- _Ausgewählter Auszug_:
• • • •
Mit »Café Society« nun gelingt Woody Allen ein weiteres Mal eine überraschende Wendung: Er versorgt ein Festival, das wegen vieler schlechter Weltnachrichten und der anhaltenden Terrorgefahr in diesem Jahr unter besonderer Anspannung steht, mit einer dringend benötigten Dosis an Gelassenheit und Leichtigkeit. In »Café Society« wirft Allen einen nostalgischen Blick zurück auf die zwei amerikanischen »Kulturhauptstädte« der 30er Jahre, auf New York und Hollywood. Jesse Eisenberg (»Social Network«) spielt den jüngsten Sproß einer jüdischen Familie, der sein heimisches New York aufgeben will, um es unter den Fittichen seines in Los Angeles lebenden Onkels (Steve Carrell), einem erfolgreichen Hollywood-Agenten zu etwas zu bringen. Statt Karriere zu machen verliebt er sich in die von Kristen Stewart gespielte Sekretärin des Onkels, nicht wissend, dass die beiden eine heimliche Affäre miteinander haben.
Woody Allen-Fans werden in »Café Society« viele vertraute Allen-Momente wiederfinden: da gibt es die ironische Wendung von so manchem Schicksal, die Frage nach Verbrechen und Strafe und natürlich die unergründlichen Irrungen und Wirrungen der Herzen. Begleitet vom Allen'schen Humor, etwa wenn er als Off-Erzähler an einer Stelle die Lebensweisheit zitiert, man solle jeden Tag so leben, als wäre es der letzte – und eines Tages behielte man damit schließlich recht. Der Film, der seine Handlung nach der Hälfte von Hollywood nach New York verlagert, um in einen kaum ausgeführten Verbrechensplot, einer Coming-of-Age-Story und allgemeiner Desillusionierung zu enden, plätschert munter dahin. Seine vermeintliche Leichtgewichtigkeit, die an keinen tiefen Erkenntnissen interessiert scheint, bietet dafür den Schauspielern großartige Entfaltungsmöglichkeiten. Sei es Jesse Eisenberg, Kristen Stewart, Steve Carrell oder Parker Posey – sie agieren mit einer Lässigkeit und Spielfreude, die an sich schon Sehvergnügen bereitet. Die Kameraarbeit von Vittorio Storaro, von flüssiger Eleganz und zugleich moderner Schärfe, sie in ein Licht, in dem sich Lässigkeit mit einem Hauch von Sentimentalität mischt. Das Publikum in Cannes nahm den Film mit warmem und sichtlich dankbarem Applaus auf.
Während Woody Allen also ein weiteres Mal beweist, wie unbekümmert es sich noch mit 80 Jahren Filme machen lässt, präsentiert sich das 69. Filmfestival von Cannes nicht nur aufgrund der erhöhten Sicherheitsstufe als wenig entspannt. Die Frage, was eine Veranstaltung, die all ihre Traditionen samt Rotem Teppich und Premierenfeiern in analogen Zeiten ausprägte, in digitalen Zeiten noch bedeutet, stellt sich jedes Jahr deutlicher. Auch in dieser Hinsicht setzte Woody Allen ein Zeichen. Sein Film wird von dem »neuen Player« am Markt, Amazon vertrieben. In Zeiten, in denen Filme wie die von Woody Allen mit ihrem mittelgroßen Budget und ihrer Ausrichtung auf ein ein erwachsenes Publikum von Hollywood zugunsten von Superhelden- und Event-Filmen aufgegeben hat, muss sich Cannes als Festival neu positionieren. Als Werbesprungbrett und Premierenbasis für Filme »abseits von Hollywood« könnte Cannes in Zukunft eine privilegierte Rolle zukommen.
• • • •
- _Übungsaufgabe 1_: Welches Unternehmen vertreibt laut dem Text über »Café Society« den Film?

(Datensätze aus einer Datensammlung)
• • • •
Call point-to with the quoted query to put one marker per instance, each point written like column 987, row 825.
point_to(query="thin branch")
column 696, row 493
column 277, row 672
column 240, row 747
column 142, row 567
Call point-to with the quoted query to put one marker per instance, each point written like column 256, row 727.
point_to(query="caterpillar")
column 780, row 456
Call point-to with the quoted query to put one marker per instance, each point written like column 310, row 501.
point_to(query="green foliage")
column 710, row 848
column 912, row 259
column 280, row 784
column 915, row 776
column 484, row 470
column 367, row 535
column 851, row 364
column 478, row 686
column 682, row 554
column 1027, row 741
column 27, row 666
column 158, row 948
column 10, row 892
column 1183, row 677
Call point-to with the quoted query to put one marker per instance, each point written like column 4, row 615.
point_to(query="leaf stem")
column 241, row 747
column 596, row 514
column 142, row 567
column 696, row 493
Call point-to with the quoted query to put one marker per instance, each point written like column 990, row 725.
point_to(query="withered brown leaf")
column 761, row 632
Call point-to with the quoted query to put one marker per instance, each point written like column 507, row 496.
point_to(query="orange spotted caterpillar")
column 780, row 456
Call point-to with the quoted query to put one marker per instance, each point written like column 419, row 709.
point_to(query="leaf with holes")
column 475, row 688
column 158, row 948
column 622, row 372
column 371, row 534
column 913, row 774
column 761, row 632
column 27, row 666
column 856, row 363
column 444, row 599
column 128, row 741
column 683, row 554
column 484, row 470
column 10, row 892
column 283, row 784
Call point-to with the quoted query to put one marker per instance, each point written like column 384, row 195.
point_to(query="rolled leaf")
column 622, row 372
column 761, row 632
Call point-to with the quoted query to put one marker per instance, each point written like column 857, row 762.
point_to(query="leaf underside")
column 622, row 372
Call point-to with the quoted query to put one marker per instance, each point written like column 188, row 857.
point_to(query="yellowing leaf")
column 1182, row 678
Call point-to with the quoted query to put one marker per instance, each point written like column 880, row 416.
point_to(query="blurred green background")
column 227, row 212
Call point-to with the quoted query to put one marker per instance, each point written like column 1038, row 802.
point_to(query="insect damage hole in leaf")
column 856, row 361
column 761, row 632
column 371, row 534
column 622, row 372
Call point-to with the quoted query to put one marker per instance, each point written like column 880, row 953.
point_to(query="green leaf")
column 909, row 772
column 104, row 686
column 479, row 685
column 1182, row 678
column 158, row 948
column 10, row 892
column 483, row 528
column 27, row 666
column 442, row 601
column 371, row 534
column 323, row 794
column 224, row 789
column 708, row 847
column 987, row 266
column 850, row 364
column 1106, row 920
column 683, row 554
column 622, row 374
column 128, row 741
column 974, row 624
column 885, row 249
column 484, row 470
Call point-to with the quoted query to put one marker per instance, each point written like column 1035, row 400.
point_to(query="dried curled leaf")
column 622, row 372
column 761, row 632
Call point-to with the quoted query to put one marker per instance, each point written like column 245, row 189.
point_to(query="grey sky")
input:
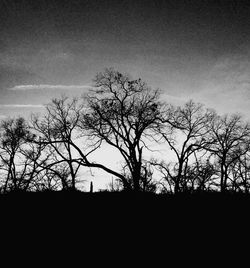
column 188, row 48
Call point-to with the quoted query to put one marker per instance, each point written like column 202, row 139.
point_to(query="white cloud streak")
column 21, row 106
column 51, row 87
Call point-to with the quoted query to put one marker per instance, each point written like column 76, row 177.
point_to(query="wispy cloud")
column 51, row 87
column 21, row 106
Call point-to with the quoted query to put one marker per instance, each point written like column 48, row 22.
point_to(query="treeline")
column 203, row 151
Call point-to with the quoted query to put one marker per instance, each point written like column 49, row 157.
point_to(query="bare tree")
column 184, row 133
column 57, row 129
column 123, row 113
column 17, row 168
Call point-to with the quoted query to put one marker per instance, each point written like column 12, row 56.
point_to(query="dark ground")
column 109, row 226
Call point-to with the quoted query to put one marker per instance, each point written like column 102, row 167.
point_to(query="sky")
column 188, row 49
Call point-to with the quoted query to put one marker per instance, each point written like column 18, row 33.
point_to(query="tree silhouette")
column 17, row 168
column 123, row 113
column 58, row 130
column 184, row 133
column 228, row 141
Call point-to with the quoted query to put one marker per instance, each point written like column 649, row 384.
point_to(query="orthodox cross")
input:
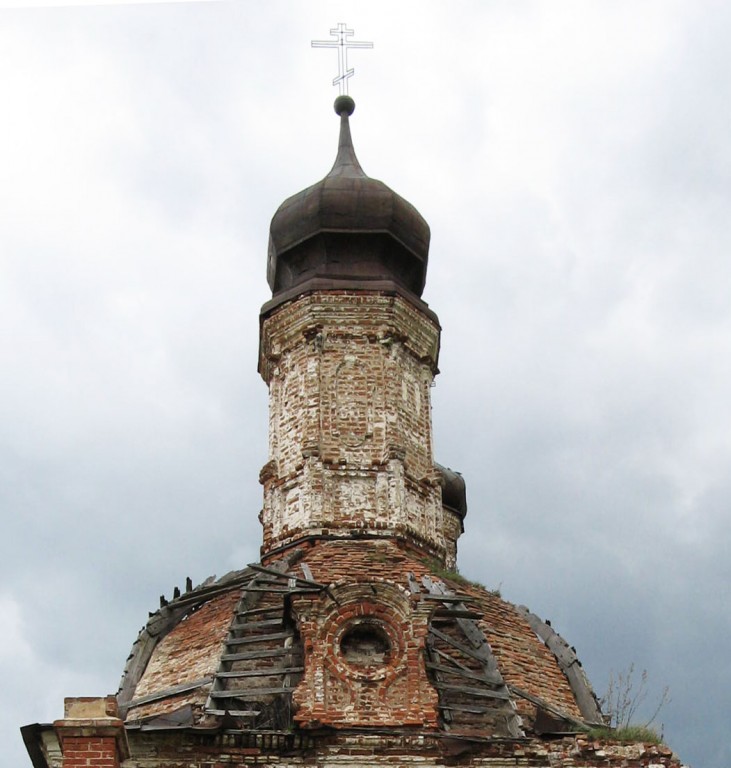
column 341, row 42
• • • •
- _Übungsaufgabe 2_: Ändere in der Auflistung die Zeilen von der Zeile mit „102, row 167.“ bis einschließlich der Zeile mit „column 188, row 49“, indem du „sky“ durch „clouds“ ersetzt und alles andere unverändert lässt. Gib nur diese Zeilen aus.

- _Richtige Antwort 1_: Der Film wird von Amazon vertrieben.

- _Richtige Antwort 2_:
Call point-to with the quoted query to put one marker per instance, each point written like column 102, row 167.
point_to(query="clouds")
column 188, row 49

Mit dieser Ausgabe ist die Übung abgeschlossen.